EXERCISE DETAILS:
In the listing below, start your output at the line with "TARGET = soffit" and end it after the line with "TARGET = green lawn", copying every line exactly.
*-*-*
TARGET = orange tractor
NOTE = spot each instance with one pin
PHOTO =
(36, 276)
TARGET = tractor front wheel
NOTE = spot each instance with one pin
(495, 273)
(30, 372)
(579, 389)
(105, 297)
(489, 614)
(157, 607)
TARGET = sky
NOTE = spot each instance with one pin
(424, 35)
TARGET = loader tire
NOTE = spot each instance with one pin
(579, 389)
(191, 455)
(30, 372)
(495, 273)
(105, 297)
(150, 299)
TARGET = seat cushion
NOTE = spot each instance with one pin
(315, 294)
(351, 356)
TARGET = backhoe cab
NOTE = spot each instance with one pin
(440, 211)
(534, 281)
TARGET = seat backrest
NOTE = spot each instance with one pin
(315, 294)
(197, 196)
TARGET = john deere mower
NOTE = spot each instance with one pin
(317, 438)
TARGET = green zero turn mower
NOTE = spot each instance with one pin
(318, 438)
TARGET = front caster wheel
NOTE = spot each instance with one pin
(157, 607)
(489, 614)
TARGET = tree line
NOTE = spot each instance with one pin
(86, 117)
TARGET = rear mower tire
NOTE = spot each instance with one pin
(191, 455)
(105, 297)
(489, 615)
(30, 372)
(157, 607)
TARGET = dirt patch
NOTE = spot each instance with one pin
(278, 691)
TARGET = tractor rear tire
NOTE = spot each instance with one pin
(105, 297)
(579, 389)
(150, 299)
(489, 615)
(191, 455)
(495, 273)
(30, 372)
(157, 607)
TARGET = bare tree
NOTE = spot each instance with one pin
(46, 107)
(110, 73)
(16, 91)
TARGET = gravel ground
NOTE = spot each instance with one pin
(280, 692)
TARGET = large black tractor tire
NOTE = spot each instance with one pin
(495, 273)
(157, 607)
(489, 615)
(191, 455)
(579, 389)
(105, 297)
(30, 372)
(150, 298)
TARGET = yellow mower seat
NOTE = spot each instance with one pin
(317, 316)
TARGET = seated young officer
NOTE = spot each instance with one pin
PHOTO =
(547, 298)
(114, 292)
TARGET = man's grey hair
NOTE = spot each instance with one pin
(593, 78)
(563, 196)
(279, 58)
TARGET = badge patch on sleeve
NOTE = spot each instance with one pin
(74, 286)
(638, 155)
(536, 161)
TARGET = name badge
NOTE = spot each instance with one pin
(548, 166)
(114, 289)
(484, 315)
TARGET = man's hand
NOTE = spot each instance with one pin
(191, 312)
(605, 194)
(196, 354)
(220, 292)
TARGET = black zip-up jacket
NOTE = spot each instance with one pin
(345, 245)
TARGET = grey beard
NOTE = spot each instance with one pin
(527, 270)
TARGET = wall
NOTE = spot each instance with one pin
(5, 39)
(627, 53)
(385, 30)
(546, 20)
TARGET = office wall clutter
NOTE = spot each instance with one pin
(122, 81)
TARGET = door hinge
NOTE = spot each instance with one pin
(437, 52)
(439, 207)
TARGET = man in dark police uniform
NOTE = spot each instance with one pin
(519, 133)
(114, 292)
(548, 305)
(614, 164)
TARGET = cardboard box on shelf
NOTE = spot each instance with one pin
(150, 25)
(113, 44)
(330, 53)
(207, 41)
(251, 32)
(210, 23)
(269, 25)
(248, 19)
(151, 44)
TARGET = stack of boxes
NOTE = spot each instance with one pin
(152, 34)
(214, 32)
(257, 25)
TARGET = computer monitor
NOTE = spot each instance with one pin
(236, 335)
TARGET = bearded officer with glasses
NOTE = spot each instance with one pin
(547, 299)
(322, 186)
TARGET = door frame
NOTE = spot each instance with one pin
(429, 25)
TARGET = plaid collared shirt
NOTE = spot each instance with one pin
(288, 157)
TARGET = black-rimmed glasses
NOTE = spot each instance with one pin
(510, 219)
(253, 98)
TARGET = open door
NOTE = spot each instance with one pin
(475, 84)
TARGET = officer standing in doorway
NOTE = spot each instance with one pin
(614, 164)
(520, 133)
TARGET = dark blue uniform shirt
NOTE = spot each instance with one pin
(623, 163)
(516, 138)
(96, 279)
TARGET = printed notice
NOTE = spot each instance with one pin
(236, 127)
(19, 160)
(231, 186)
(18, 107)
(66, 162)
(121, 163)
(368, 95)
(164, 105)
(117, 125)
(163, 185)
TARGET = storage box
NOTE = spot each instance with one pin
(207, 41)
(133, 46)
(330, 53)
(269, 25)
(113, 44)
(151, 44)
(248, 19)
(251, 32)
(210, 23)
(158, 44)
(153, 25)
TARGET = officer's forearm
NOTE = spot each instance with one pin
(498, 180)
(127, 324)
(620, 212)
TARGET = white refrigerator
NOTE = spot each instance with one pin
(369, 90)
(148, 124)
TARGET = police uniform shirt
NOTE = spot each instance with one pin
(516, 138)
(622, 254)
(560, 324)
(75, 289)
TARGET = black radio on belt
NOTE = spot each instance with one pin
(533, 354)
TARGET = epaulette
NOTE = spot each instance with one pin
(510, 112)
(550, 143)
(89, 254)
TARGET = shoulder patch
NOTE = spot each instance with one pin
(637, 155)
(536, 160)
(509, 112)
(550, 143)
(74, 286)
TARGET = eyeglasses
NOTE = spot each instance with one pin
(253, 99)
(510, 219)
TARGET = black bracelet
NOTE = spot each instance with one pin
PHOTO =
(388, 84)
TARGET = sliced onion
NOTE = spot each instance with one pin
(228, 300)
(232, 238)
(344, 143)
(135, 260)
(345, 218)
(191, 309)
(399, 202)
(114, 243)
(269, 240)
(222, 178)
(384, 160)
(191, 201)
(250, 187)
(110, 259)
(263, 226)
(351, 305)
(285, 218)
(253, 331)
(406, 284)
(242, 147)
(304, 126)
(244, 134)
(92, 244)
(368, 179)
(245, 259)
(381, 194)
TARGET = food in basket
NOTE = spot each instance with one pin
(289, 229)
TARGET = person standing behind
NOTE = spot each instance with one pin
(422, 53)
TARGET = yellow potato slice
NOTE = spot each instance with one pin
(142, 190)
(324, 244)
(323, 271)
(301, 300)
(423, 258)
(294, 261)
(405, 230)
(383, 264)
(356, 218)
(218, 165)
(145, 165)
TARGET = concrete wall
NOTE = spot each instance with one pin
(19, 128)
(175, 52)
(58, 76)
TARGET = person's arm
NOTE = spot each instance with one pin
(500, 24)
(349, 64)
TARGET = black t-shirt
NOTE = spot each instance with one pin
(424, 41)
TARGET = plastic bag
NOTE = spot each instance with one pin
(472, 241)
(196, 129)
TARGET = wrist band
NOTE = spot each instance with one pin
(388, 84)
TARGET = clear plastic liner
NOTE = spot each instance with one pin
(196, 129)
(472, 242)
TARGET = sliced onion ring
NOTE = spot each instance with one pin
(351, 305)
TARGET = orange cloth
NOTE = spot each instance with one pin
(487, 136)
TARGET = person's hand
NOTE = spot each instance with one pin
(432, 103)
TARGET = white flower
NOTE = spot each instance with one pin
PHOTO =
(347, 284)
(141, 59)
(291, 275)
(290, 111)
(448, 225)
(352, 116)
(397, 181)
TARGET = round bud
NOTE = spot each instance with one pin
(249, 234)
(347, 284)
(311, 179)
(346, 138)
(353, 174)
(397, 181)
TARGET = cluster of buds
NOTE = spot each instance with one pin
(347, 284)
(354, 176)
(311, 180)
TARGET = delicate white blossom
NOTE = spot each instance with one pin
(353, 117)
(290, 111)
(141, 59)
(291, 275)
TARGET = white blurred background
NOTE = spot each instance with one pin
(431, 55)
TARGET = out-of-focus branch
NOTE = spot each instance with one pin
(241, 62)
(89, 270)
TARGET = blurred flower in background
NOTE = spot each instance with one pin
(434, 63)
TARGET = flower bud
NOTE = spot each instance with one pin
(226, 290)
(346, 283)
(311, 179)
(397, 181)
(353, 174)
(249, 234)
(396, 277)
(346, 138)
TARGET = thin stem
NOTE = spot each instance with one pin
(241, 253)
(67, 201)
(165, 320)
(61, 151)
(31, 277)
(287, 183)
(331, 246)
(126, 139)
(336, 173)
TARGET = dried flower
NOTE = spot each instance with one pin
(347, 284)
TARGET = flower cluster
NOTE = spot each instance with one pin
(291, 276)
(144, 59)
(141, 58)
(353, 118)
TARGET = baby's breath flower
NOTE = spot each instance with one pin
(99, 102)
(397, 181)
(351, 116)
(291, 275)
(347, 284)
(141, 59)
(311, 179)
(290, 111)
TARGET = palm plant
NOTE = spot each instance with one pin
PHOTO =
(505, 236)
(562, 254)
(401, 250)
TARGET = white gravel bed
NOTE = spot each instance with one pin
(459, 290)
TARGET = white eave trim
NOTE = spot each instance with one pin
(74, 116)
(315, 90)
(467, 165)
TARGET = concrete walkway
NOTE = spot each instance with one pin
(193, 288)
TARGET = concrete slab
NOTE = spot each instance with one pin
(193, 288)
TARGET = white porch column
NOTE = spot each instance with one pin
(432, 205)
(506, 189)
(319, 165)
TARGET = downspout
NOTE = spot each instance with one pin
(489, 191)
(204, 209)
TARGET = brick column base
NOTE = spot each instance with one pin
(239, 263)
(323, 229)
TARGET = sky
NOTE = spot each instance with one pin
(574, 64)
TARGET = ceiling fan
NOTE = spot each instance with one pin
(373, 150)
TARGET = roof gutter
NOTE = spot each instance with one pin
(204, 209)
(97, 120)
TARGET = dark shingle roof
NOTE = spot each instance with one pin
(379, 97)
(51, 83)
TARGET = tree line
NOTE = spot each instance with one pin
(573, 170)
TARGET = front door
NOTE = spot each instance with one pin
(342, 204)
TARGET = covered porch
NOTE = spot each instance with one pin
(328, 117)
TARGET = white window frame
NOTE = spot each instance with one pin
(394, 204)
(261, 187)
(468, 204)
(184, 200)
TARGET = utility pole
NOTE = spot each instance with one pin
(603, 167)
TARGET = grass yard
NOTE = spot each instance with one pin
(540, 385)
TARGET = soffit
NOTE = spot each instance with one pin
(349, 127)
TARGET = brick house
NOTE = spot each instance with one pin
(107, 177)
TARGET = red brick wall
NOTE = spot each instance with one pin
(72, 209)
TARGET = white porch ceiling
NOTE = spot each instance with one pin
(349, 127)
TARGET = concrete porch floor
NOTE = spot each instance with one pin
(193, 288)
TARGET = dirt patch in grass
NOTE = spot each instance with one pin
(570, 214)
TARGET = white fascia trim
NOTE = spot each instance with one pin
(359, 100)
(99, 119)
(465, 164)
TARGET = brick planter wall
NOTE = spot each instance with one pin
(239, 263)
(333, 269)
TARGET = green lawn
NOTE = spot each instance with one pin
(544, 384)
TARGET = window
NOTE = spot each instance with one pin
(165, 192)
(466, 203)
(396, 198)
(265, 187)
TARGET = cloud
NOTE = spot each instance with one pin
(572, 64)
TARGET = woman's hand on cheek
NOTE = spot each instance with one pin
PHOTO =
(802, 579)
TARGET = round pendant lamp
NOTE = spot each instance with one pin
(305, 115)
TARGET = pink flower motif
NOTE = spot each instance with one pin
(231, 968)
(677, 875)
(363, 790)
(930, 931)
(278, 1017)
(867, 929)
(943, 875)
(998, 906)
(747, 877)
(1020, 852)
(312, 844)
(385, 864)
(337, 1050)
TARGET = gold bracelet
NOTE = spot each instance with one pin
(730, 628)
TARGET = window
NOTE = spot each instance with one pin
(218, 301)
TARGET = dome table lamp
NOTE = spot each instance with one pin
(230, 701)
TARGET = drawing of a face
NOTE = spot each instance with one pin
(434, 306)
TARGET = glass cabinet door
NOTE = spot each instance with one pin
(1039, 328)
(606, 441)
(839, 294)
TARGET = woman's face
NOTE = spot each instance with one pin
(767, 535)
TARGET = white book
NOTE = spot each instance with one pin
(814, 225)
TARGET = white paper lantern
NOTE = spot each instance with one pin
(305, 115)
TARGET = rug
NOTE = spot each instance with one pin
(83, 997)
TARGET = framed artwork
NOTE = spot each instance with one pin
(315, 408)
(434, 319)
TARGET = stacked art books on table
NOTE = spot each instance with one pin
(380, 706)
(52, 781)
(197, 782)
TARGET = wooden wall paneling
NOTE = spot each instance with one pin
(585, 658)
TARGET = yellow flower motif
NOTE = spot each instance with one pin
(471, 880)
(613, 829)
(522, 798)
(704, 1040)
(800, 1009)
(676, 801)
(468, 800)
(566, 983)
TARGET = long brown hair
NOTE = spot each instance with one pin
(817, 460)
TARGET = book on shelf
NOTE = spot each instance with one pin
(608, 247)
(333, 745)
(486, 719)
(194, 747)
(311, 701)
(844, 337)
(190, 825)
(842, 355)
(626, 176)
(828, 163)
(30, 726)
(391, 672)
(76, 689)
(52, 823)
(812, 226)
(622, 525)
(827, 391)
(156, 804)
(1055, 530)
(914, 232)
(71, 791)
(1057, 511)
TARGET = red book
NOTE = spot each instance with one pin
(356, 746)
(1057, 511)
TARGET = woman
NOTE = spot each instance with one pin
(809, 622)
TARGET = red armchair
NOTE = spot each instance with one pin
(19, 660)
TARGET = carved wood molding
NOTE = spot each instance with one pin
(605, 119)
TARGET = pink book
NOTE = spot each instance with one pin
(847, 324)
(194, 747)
*-*-*
PROBLEM SOLUTION:
TARGET = soffit
NOTE = spot each instance with one pin
(349, 127)
TARGET = brick house
NOTE = spot each instance with one pin
(107, 177)
TARGET = red brick wall
NOTE = spot each instance with one pin
(72, 209)
TARGET = white porch ceiling
NOTE = spot each instance with one pin
(349, 127)
TARGET = concrete porch floor
NOTE = spot each instance with one pin
(193, 288)
TARGET = dirt patch in grass
NOTE = spot each instance with one pin
(570, 214)
TARGET = white fascia trim
NOTE = spot each instance with one pin
(359, 100)
(99, 119)
(465, 164)
TARGET = brick planter wall
NOTE = spot each instance with one pin
(239, 263)
(333, 269)
TARGET = green lawn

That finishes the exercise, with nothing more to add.